- [What you should do]: Can you write out the items below word for word, from their start through the line containing "[133,167,171,197]"?
--*--
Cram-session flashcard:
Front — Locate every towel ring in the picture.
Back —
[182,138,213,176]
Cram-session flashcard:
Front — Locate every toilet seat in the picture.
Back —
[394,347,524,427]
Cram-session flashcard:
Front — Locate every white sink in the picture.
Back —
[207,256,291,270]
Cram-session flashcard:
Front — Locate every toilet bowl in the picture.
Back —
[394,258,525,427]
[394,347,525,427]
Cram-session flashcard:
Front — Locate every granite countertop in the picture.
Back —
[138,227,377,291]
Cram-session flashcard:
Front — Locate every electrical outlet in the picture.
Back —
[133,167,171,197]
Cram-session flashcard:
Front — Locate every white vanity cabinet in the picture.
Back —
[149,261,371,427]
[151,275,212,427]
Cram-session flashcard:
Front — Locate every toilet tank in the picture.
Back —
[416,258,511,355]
--*--
- [Output below]:
Cram-session flashcard:
Front — Locate every towel ring in the picture.
Back —
[182,138,213,176]
Cram-session flashcard:
Front — Locate every toilet seat in the picture.
Back —
[394,347,524,427]
Cram-session flashcard:
Front — Locate every white sink in the picture.
Back —
[207,256,291,270]
Cram-session flashcard:
Front — Locate every toilet bowl in the picture.
Back —
[394,258,525,427]
[394,347,525,427]
Cram-session flashcard:
Front — Locate every granite countertop in the picture.
Back —
[138,227,377,291]
Cram-session flashcard:
Front — Locate every electrical outlet in the picture.
Back —
[133,167,171,197]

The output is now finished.